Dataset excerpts
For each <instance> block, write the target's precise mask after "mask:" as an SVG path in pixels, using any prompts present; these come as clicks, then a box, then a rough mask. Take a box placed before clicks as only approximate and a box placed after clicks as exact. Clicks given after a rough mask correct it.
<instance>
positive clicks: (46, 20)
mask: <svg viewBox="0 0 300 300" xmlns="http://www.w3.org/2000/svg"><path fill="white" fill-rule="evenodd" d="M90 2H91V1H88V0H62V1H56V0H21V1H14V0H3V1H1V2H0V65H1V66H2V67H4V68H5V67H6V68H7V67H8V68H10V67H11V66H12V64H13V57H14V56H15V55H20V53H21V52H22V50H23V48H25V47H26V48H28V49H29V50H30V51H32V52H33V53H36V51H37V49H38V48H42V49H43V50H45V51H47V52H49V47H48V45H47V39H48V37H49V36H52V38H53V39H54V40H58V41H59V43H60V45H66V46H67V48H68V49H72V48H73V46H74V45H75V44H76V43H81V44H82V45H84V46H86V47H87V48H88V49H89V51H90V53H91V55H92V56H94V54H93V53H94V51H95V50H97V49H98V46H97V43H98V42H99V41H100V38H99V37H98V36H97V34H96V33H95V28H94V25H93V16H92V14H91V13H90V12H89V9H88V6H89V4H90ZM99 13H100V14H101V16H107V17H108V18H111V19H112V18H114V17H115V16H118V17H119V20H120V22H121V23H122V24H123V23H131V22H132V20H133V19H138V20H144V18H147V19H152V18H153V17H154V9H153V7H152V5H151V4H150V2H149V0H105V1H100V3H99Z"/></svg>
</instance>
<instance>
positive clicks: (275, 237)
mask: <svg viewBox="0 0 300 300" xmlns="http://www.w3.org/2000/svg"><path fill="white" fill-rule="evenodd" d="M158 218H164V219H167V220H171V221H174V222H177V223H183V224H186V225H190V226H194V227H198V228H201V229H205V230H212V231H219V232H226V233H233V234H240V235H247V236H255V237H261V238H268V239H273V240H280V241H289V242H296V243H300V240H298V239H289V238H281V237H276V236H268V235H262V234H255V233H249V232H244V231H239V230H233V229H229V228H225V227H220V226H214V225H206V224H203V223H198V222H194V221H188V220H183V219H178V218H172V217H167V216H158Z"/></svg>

Your assignment
Render the stretch from the start of the listing through the line containing "positive clicks: (46, 20)" as a JSON list of strings, one string per line, skipping blank lines.

Result
[
  "For each <instance> block, write the target's precise mask after \"mask:\" as an SVG path in pixels, using any prompts present; these come as clicks, then a box, then a rough mask. Take a box placed before clicks as only approximate and a box placed after clicks as exact. Clicks given after a rough mask correct it.",
  "<instance>",
  "positive clicks: (46, 20)"
]